Job: Report each line of the records below that contains the word "plant", copying every such line in full. Matching is case-sensitive.

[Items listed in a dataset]
· · · · · · ·

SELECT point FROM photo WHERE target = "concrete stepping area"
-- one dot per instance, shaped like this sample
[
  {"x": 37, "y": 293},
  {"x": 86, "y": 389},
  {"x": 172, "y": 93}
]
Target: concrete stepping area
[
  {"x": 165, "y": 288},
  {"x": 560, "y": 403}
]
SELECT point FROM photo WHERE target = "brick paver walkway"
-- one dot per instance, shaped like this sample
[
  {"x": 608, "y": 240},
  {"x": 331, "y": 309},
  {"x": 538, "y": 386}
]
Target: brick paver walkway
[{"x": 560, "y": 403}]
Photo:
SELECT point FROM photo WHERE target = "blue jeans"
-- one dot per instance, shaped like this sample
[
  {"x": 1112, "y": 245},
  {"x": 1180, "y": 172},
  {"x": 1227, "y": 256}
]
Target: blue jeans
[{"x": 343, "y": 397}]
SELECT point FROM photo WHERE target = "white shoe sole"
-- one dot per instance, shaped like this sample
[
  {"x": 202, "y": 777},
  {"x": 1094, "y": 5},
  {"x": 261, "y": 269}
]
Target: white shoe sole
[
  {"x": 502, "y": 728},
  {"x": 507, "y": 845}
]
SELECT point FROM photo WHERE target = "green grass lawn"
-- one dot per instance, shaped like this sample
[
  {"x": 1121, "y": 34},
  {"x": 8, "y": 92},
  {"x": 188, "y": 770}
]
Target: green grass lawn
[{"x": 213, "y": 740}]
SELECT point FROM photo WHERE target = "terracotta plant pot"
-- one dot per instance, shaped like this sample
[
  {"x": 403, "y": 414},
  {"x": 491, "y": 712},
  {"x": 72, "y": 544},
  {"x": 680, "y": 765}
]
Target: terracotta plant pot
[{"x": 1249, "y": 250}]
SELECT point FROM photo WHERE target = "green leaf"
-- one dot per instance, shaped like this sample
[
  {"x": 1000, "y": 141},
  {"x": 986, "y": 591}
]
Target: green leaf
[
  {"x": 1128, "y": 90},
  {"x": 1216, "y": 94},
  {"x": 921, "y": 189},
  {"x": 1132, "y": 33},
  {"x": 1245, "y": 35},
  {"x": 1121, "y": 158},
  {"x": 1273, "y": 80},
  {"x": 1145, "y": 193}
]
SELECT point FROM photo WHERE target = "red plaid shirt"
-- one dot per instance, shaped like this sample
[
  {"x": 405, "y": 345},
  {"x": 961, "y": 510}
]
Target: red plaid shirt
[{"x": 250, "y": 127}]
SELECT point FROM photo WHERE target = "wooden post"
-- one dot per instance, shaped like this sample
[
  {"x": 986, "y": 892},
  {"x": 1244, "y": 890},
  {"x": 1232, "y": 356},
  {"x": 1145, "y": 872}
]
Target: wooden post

· · · · · · ·

Written response:
SELECT point FROM photo WHERE target = "terracotta plant pot"
Target: terracotta plant pot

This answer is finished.